(Image point grounding data)
______________________________

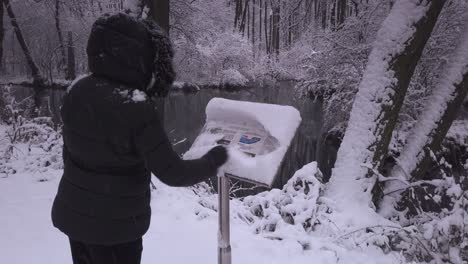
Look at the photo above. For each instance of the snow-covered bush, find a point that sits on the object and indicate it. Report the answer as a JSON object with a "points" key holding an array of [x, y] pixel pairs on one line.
{"points": [[287, 212], [31, 143]]}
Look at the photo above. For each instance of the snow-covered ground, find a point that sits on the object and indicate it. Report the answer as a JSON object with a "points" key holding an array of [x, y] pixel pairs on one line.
{"points": [[182, 230]]}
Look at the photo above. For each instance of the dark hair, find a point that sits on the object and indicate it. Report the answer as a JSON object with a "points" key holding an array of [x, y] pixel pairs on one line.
{"points": [[163, 71]]}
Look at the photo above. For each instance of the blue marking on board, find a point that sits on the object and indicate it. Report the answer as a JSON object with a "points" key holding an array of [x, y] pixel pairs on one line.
{"points": [[249, 141]]}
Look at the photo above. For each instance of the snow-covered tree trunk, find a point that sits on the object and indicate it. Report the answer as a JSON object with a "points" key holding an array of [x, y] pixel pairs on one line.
{"points": [[396, 51], [440, 112], [38, 80], [2, 34], [58, 27], [159, 11]]}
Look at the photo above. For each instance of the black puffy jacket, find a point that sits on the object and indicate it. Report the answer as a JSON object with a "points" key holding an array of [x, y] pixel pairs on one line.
{"points": [[113, 140]]}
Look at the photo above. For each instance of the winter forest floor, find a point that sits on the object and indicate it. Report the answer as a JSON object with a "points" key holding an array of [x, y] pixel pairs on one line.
{"points": [[182, 230]]}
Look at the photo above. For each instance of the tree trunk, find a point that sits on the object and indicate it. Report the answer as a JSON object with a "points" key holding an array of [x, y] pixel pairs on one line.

______________________________

_Try it:_ Give back every entry in its exact wording, leaving the pictures out.

_Your response:_
Look at the photo above. For each instance of the snow-covered bush, find a point that sits on the object and indicate it. Report the answer as a JSON object with a "points" key holding an array of [x, y] pixel pairs on one line.
{"points": [[287, 212], [31, 143]]}
Look at the photo above. For each instance of the snow-covered ground, find a point that sits on the object and indicate it. Report the answer as a JSON object with a "points" key holding an array of [x, y] pixel pairs on one line.
{"points": [[182, 230]]}
Look at the photo above. For each instance of the dark hair, find a point that sits on the object and indicate it. Report the answer as a JSON object with a "points" key holding an array of [x, y] pixel pairs on one line.
{"points": [[163, 71]]}
Look at the photo above. For each instance of the blue marking on board, find a point that sits on the object and indicate it. Report the answer as a JSON object with a "points" key holding an array of [x, y] pixel pairs on one line.
{"points": [[249, 141]]}
Look at the photo above. For each instance of the snow-covered tree trunk, find a point that sits on the object and indicate it. Report the answer as a JSON object with a "points" key holding an array of [x, y] pixel pairs on one line.
{"points": [[396, 51], [440, 112], [38, 80], [2, 34], [58, 27], [159, 11]]}
Look at the photo above. For each instance of the black puffy jacket, find a point that sits on the object and indicate it. Report the answer as a JSON object with a "points" key holding an array of [x, y] pixel pairs on one line.
{"points": [[113, 140]]}
Look at the photo above. For each instance of the winter forest floor, find a point that sits on the object and indicate it. Report the answer as a JSON object with a "points" key holding an array of [x, y] pixel pairs on one line.
{"points": [[182, 230]]}
Look at the photo above. For each instance of the tree trunk, find a point that sits on the object and indicate it. Report the answer as a JSON object with a "points" key holding an array of [x, y] pixel pairs on one line.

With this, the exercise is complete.